▶ [PROBLEMS TO SOLVE]:
#1 According to the Treasure Island review, why did the writer decide to read Treasure Island?
#2 Decide whether each statement agrees with the Treasure Island review, answering yes or no and quoting the words that decide it: (a) Jim Hawkins comes from a family of innkeepers. (b) Dr. Livesey is described as a ship's captain. (c) The crew proves entirely loyal to the expedition.

▶ [PASSAGE TO READ]:
[Start of section]
I read Kidnapped in 2010 and quite liked it, so I figured I’d give Treasure Island a go. Now I’m reflecting on whether perhaps Kidnapped was a book I enjoyed because it provided me with entertainment at a time when I didn’t have much else to do.
Treasure Island is the classic pirate story, a book that spawned thousands of imitators and almost single-handedly created a genre. Young Jim Hawkins, the poor son of innkeepers, is swept up into excitement and adventure after one of his lodgers entrusts him with a treasure map before dying. Jim promptly takes the map to Dr. Livesey, local magistrate and gentleman, and together they assemble an expedition to recover the treasure from the titular Caribbean Island. All doesn’t go to plan, of course, with the crew turning out to be half pirates, and upon arrival on Treasure Island all manner of mutinous hijinks break out in the scramble to seize the treasure.
[End of section]
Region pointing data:
[Start of section]
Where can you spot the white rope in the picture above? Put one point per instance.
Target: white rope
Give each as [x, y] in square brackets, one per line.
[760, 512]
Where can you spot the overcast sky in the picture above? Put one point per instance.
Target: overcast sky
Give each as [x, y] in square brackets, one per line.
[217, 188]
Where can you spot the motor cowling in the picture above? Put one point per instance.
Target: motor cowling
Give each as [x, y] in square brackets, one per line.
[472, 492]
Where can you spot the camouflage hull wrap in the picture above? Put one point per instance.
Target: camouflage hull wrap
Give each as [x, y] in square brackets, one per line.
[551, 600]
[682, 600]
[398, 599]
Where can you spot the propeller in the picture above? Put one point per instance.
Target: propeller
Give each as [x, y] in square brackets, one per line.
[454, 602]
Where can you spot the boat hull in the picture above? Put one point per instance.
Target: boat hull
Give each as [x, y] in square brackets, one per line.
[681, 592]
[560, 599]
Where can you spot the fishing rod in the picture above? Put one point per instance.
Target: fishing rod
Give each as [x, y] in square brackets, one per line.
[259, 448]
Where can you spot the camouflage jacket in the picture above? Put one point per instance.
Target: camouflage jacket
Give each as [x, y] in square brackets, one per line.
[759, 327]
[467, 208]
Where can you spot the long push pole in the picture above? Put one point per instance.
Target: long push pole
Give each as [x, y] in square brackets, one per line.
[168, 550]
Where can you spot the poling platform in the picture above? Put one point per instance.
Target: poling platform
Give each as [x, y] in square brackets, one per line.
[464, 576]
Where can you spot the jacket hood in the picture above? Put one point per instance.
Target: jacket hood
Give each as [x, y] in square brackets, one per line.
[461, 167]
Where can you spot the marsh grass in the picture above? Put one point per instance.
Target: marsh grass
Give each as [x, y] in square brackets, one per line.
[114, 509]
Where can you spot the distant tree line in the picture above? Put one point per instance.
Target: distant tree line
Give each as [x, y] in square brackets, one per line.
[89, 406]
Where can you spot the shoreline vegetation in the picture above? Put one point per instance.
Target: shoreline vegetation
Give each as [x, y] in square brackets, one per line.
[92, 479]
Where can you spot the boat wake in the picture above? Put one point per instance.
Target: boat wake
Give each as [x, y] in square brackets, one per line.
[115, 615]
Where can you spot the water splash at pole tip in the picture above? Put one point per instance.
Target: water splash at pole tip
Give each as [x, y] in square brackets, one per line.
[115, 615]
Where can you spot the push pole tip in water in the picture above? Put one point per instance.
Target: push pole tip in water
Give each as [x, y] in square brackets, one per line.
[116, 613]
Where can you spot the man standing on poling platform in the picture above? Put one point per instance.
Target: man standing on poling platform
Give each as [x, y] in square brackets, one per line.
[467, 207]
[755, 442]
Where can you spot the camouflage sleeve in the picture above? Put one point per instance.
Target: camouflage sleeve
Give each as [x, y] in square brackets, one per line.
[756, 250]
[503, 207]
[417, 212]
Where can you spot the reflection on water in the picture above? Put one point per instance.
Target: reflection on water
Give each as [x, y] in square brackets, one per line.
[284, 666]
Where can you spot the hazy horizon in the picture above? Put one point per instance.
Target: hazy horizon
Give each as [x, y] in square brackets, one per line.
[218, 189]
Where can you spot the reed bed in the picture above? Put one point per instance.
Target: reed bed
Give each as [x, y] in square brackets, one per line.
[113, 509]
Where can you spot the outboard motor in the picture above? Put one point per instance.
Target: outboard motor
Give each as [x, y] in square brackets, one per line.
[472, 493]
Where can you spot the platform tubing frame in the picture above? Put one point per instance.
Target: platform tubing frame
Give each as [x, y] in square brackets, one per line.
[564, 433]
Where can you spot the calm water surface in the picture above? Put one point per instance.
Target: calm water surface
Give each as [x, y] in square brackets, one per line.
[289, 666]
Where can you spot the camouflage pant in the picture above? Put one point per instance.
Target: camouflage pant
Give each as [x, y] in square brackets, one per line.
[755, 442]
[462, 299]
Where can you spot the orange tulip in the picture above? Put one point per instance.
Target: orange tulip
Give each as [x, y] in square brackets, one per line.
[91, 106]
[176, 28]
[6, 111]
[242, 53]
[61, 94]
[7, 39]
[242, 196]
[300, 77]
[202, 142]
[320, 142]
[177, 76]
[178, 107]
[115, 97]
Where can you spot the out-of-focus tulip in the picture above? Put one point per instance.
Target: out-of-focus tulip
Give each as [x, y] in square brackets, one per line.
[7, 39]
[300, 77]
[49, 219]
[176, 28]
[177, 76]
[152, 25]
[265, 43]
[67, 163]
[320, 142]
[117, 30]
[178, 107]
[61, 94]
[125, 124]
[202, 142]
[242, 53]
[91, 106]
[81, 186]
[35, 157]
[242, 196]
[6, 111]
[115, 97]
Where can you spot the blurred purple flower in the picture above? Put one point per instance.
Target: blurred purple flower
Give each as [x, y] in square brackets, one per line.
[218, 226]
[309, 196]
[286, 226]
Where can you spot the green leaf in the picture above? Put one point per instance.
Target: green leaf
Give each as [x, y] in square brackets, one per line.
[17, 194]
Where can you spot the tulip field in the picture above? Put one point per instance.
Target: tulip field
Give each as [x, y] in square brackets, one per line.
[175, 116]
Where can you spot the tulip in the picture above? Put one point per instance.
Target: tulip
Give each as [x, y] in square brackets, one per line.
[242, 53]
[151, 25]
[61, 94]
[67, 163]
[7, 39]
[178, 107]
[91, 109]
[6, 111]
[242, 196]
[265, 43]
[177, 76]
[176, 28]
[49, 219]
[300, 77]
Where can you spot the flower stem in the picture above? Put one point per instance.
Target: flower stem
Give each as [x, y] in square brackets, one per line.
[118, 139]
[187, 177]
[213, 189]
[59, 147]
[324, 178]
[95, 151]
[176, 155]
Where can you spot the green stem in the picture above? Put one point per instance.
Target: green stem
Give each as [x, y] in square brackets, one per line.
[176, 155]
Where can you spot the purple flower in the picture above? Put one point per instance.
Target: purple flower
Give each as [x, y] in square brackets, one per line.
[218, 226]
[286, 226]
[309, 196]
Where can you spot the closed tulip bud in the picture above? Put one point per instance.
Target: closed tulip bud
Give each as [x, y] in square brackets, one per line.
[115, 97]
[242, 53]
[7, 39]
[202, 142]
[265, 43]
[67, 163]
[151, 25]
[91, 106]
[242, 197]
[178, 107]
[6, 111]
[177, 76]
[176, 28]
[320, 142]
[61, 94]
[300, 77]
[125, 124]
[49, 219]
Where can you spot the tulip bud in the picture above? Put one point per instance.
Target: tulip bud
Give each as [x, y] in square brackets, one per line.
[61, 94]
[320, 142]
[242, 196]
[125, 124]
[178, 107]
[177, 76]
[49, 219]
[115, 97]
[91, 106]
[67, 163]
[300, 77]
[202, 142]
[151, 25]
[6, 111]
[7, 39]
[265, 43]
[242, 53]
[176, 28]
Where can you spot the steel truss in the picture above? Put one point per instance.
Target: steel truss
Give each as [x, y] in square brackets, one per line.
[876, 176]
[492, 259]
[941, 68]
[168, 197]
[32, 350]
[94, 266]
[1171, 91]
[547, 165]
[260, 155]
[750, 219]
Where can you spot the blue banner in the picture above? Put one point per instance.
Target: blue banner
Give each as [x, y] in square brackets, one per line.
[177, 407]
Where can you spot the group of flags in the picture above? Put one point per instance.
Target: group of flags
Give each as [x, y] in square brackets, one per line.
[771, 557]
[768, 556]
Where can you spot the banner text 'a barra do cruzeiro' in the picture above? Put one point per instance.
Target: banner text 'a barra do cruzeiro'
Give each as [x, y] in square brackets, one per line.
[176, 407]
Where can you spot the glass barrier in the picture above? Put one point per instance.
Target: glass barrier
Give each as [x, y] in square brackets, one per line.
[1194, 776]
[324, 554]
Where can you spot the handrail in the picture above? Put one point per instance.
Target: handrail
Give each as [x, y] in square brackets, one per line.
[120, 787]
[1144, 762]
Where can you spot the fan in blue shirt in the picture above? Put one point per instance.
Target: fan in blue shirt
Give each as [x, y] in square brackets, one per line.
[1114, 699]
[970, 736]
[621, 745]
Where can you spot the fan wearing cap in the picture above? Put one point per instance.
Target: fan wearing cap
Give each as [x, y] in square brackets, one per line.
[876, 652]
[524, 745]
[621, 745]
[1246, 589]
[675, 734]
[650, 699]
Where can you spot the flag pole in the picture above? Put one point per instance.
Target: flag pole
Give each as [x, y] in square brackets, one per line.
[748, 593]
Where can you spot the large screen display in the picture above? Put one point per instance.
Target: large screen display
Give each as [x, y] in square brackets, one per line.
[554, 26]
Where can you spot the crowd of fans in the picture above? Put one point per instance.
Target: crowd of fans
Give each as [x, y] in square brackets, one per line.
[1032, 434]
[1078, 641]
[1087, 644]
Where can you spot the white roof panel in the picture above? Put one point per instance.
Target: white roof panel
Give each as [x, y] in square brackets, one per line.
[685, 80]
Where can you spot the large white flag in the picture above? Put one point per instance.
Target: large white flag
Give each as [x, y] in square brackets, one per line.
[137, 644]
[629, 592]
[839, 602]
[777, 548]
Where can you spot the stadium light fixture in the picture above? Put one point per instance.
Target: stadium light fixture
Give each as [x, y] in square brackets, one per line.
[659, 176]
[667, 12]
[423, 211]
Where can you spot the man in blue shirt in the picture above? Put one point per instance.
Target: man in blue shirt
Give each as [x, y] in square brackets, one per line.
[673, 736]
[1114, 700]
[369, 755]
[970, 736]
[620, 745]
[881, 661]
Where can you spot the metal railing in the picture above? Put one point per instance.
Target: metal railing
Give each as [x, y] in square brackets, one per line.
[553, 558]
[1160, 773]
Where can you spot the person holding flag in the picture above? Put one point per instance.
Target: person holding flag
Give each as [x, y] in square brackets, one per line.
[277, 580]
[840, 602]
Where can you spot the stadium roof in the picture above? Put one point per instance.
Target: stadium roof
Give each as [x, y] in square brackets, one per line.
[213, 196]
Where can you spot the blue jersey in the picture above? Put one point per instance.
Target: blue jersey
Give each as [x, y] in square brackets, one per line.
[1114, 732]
[End of section]
▶ [YOUR WRITTEN ANSWERS]:
#1 The writer had read Kidnapped in 2010 and quite liked it, so Treasure Island seemed worth trying.

#2
(a) Yes: "the poor son of innkeepers"
(b) No: "local magistrate and gentleman"
(c) No: "with the crew turning out to be half pirates"